Count how many lines below contain the word "purple", and reply with only that number.
-- start of Raw records --
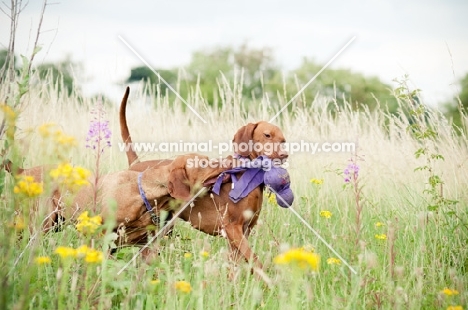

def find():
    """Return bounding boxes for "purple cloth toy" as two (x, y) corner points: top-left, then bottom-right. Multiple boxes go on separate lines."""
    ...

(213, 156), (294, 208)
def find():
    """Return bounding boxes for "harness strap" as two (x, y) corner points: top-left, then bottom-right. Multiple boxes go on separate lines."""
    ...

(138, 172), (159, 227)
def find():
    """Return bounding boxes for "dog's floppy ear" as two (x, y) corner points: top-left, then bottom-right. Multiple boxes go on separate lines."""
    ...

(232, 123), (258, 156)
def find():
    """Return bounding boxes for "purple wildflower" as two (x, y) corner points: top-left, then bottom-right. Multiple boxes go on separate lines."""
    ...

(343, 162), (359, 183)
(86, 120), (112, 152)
-- end of Raw records --
-- start of Raw records --
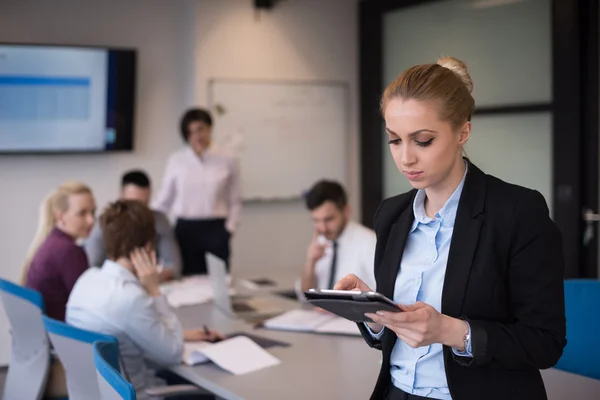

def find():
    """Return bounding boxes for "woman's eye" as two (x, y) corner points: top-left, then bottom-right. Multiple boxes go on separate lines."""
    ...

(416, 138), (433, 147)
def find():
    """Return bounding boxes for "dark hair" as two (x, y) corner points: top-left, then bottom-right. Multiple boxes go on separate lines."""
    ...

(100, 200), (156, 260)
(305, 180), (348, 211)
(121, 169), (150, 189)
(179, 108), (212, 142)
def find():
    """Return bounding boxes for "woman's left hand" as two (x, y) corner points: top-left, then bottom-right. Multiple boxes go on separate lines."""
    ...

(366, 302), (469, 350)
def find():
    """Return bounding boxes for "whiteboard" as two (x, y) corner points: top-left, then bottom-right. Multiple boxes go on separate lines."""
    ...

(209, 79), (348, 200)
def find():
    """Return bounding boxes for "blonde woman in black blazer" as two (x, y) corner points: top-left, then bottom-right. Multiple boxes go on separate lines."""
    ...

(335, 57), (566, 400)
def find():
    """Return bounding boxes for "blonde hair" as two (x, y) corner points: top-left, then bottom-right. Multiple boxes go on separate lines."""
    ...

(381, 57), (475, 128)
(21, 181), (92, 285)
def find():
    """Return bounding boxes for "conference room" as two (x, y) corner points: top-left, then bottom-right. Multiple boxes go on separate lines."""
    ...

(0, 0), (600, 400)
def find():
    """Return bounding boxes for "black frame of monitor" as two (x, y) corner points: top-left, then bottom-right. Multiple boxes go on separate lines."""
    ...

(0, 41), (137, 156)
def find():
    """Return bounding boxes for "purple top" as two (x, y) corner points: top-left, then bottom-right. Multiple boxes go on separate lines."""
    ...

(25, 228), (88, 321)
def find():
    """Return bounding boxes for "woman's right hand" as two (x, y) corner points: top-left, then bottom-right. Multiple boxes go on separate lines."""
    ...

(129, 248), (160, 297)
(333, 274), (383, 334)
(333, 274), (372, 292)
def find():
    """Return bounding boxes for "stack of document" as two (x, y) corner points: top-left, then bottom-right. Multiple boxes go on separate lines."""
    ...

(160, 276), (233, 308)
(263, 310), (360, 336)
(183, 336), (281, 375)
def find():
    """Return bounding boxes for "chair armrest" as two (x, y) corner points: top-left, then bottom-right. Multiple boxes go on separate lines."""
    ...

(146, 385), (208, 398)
-- end of Raw records --
-- start of Raw records --
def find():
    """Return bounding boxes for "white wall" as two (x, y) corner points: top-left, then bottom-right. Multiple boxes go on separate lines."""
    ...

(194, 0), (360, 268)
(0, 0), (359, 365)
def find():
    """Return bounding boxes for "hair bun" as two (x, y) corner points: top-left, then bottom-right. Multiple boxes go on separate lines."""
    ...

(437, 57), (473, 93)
-- end of Raw records --
→ **Task answer**: 3